Source passage:
⟨

In this case, the trial court read the law and facts to the jury from the [sic] this Court's prior opinion as determined applicable for this case and thus, limited and defined this jury's special duties and responsibility on retrial of damage issues only. The reading from this Court's opinion defined for the jury what their limited role would be and did not involve facts that they were to decide in this new trial . . . .
Thus, the court rejected Kent's argument, and held that "[t]o charge the jury on the law, and even the facts, as affirmed on appeal is not reversible error where such facts have been precluded from re-litigation under the law of the case." Id.

The present case is entirely analogous to the case before the Georgia Court of Appeals. The trial judge read the law and the facts to the jury from this court's prior opinion, which limited the jury's role on remand to determination of the amount of punitive damages owed. This court's prior opinion thereby precluded re-litigation of the facts, and thus also became law of the case. Accordingly, as reasoned in Kent II, the trial court's reading of the law and the facts from this court's prior opinion does not constitute reversible error.

⟩

Source data:
⟨

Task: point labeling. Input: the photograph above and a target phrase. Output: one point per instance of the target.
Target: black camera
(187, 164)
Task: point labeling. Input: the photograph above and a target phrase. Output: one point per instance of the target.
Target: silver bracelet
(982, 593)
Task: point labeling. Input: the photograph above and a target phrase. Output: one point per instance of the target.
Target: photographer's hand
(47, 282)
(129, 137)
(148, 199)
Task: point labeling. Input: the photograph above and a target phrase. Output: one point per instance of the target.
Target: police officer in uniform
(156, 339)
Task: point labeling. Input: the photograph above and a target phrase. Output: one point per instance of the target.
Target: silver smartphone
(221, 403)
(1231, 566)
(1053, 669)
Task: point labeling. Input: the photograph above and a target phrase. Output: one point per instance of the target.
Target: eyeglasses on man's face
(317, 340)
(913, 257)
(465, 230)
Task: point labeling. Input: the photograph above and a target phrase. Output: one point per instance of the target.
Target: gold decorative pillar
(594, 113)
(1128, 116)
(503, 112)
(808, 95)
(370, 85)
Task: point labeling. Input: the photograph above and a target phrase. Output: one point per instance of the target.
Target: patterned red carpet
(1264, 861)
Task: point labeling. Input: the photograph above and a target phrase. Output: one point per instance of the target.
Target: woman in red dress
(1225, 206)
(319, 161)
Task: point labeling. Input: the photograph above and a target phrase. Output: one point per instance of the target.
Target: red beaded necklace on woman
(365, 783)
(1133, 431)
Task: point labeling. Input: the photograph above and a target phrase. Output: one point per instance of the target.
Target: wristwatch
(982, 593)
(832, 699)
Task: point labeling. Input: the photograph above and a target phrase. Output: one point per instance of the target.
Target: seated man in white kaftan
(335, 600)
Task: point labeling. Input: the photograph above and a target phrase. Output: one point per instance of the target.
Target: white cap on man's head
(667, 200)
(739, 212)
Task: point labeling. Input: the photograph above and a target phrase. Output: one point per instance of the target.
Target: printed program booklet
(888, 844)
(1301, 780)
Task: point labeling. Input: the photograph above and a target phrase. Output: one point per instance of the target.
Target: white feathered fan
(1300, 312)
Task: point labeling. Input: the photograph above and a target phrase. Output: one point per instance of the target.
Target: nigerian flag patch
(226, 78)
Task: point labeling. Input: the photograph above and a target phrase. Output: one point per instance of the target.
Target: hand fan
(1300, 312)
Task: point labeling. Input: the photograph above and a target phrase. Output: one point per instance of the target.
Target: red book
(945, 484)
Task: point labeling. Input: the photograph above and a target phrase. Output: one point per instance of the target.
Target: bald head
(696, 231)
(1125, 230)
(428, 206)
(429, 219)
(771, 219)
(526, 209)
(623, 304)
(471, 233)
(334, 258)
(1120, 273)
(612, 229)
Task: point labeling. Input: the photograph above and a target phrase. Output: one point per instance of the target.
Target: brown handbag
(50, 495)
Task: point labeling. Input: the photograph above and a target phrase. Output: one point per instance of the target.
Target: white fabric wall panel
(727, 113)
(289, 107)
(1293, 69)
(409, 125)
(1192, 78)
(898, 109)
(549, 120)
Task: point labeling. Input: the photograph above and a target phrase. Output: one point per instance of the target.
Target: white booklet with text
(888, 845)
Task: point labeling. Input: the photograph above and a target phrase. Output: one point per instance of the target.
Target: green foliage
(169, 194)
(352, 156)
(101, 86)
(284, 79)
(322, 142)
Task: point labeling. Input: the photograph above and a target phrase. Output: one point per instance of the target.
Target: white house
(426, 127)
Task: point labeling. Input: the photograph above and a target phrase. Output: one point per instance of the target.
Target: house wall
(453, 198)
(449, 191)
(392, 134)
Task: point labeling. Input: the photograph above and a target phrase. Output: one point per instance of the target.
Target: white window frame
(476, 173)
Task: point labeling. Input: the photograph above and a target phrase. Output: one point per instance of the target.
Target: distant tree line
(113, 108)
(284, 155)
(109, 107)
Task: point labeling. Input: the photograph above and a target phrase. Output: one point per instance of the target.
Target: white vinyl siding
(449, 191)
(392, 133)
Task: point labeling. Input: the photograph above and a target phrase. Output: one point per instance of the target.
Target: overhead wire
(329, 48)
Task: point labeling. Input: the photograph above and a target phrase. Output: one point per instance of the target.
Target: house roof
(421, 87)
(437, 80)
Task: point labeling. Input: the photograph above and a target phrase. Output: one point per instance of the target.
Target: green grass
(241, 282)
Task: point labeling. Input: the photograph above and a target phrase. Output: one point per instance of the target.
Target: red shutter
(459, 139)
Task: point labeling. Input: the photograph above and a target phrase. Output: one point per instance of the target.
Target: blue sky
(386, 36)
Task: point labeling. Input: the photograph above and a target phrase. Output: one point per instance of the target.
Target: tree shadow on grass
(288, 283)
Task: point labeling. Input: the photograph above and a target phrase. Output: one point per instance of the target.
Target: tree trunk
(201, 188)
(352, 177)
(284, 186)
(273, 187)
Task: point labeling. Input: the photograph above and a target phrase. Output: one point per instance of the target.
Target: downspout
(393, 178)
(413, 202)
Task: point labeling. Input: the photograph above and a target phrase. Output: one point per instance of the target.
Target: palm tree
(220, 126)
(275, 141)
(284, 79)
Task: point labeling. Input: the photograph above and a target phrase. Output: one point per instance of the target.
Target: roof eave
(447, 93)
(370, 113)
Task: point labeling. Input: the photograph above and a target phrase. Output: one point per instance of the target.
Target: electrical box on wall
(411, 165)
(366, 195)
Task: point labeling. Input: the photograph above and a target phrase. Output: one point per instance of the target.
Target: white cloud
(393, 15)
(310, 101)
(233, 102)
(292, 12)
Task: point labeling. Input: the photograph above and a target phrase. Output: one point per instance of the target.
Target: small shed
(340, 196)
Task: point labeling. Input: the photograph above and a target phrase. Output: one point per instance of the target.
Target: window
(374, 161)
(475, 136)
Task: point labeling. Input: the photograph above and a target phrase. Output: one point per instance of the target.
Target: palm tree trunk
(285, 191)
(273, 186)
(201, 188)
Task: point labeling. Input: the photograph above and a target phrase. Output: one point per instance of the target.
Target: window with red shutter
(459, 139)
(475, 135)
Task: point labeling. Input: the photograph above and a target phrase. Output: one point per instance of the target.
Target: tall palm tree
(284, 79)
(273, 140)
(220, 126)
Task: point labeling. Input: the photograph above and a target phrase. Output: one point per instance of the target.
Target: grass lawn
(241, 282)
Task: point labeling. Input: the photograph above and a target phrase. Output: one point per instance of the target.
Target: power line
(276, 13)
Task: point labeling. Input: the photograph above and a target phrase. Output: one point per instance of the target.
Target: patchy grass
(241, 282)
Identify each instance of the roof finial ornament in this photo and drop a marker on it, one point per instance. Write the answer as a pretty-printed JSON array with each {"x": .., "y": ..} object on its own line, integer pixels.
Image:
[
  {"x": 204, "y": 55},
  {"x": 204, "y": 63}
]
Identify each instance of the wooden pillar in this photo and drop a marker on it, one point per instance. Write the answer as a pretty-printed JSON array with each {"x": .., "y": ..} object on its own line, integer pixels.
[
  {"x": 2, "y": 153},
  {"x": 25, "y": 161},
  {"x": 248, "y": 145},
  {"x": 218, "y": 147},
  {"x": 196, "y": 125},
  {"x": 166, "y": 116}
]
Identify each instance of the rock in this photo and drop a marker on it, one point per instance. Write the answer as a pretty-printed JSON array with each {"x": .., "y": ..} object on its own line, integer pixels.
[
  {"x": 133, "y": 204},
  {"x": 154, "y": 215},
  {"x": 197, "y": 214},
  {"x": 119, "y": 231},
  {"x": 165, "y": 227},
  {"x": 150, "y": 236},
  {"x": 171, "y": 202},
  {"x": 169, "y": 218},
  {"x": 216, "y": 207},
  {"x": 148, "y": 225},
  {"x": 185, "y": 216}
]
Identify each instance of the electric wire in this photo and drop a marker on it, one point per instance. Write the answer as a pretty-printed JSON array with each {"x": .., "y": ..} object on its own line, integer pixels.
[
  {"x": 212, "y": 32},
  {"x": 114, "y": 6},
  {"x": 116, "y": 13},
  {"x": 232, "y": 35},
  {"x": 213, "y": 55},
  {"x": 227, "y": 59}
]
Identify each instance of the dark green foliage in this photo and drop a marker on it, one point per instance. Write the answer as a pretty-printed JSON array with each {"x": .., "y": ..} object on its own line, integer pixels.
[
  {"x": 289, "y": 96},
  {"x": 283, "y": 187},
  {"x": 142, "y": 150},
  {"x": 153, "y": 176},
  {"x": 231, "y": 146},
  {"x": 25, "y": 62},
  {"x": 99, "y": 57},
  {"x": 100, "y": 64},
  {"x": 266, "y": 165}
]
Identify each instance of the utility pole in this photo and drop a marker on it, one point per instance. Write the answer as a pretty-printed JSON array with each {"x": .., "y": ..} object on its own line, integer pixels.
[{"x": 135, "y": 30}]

⟩

Problems to work on:
• 1. According to the opinion excerpt, why did the trial court's reading of the law and facts from this court's prior opinion not amount to reversible error? Answer in one to three sentences.
• 2. Please write out the opinion excerpt word for word between "The present case" and "constitute reversible error.", inclusive.
• 3. In the present case, what did this court's prior opinion limit the jury's role on remand to, according to the opinion excerpt?
You won't need the data for any of this.

Responses to the exercise:
• 1. The prior opinion limited the jury's role on remand to determining the amount of punitive damages owed, which precluded re-litigation of the facts and made that opinion law of the case. As the court reasoned in Kent II, charging the jury on law and facts affirmed on appeal is not reversible error when those facts are barred from re-litigation under the law of the case.

• 2.
The present case is entirely analogous to the case before the Georgia Court of Appeals. The trial judge read the law and the facts to the jury from this court's prior opinion, which limited the jury's role on remand to determination of the amount of punitive damages owed. This court's prior opinion thereby precluded re-litigation of the facts, and thus also became law of the case. Accordingly, as reasoned in Kent II, the trial court's reading of the law and the facts from this court's prior opinion does not constitute reversible error.

• 3. Determining the amount of punitive damages owed.